**Objective**
Copy out the rows below, switching every "play diagram" to "scouting report" and leaving everything else unchanged.

-- begin Material supplied --

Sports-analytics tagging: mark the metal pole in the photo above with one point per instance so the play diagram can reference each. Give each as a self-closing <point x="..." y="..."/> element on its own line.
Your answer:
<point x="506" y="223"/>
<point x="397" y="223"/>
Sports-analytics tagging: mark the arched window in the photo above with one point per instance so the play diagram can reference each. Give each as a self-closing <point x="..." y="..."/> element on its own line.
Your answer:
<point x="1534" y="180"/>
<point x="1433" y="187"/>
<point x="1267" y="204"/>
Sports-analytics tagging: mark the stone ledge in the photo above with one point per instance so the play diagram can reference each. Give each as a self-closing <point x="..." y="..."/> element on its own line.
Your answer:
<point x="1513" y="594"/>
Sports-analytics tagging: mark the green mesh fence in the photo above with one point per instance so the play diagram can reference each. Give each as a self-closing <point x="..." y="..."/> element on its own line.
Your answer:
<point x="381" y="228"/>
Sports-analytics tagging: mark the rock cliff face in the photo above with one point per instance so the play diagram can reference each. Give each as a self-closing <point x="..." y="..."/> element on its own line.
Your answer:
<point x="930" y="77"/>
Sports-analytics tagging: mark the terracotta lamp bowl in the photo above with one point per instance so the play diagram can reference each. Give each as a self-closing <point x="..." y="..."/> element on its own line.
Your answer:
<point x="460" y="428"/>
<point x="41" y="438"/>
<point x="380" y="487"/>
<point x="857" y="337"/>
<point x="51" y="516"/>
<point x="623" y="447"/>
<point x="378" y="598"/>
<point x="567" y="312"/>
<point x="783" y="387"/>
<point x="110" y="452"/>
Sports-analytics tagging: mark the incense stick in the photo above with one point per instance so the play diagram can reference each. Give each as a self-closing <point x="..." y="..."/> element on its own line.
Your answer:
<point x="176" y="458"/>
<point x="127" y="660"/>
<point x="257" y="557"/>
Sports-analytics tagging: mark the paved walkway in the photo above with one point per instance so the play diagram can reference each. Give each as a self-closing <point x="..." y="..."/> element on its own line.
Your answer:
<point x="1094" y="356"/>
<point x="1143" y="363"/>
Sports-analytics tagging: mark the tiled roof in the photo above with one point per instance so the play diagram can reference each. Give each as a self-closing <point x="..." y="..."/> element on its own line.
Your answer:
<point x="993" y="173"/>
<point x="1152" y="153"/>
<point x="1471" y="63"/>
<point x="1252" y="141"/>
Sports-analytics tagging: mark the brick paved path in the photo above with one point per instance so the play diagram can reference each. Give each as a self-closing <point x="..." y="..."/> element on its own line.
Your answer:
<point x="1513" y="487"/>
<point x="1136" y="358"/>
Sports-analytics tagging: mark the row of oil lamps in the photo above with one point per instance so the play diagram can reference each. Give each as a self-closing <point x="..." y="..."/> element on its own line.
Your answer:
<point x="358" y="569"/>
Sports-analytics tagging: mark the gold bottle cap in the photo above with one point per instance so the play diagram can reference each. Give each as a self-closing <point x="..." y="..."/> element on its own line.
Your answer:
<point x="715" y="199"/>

-- end Material supplied --

**Task result**
Sports-analytics tagging: mark the metal pole in the photo above with one point per instance so the scouting report can reference each. Give each as a self-closing <point x="..." y="..."/> element on its own line.
Your answer:
<point x="506" y="223"/>
<point x="397" y="223"/>
Sports-analytics tagging: mark the arched window in the photo above with one point per instance so the scouting report can reference each. Give each as a self-closing <point x="..." y="..."/> element on its own line.
Your answer:
<point x="1534" y="180"/>
<point x="1433" y="187"/>
<point x="1267" y="204"/>
Sports-analytics tagging: mark the stone ledge in the photo above with one point per instance so the scouting report can reference each. Give each as a self-closing <point x="..." y="..."/> element on its own line.
Your answer:
<point x="1513" y="594"/>
Sports-analytics tagging: mark the green mesh fence in the photo above with one point per instance so the scouting report can reference each. Give each as a self-closing <point x="..." y="..."/> element on its own line.
Your answer:
<point x="381" y="228"/>
Sports-analytics tagging: mark the rock cliff face in the photo above with one point per instance so the scouting report can reference each. Give each as a self-closing <point x="..." y="..."/> element on its own line.
Your answer:
<point x="930" y="77"/>
Sports-analytics tagging: mark the terracotta lamp bowl in the photo above with one point per instance so the scouting report can reference each. Give each as a self-closing <point x="..." y="..."/> element on its own line.
Your answer:
<point x="460" y="428"/>
<point x="41" y="438"/>
<point x="380" y="487"/>
<point x="857" y="337"/>
<point x="51" y="516"/>
<point x="623" y="447"/>
<point x="378" y="598"/>
<point x="567" y="312"/>
<point x="783" y="387"/>
<point x="110" y="452"/>
Sports-analytics tagging: mark the incense stick in the photo above with one point per instance so the scouting report can reference each. Give each as a self-closing <point x="..." y="..."/> element on its own line.
Your answer:
<point x="176" y="458"/>
<point x="127" y="660"/>
<point x="257" y="557"/>
Sports-analytics tagging: mark the paved walkway in the photo above with one point per instance so the scouting report can reference each. Give each as a self-closing <point x="..." y="..."/> element on its own line.
Your answer:
<point x="1094" y="356"/>
<point x="1143" y="363"/>
Sports-analytics tagging: mark the tiled roof in the photo above with one point per instance so the scouting report can reference each. Give each as a self-closing <point x="..." y="..."/> element on its own line.
Your answer:
<point x="993" y="173"/>
<point x="1152" y="153"/>
<point x="1471" y="63"/>
<point x="1252" y="141"/>
Sports-analytics tagging: mark the brick paved path in the photo above with one point per instance so the scouting report can reference each. Give each as a self-closing <point x="..." y="..."/> element on its own line.
Your answer:
<point x="1513" y="487"/>
<point x="1136" y="358"/>
Sports-analytics tagging: mark the row of oil lamps in the photo above with one point per instance so the scouting report can reference each. Give each as a self-closing <point x="..." y="..."/> element on its own line.
Your answer:
<point x="358" y="569"/>
Sports-analytics tagging: mark the gold bottle cap in the photo above with one point per instance so the scouting report can reference each. Give each as a self-closing <point x="..." y="..."/> element on its own line.
Your answer:
<point x="715" y="199"/>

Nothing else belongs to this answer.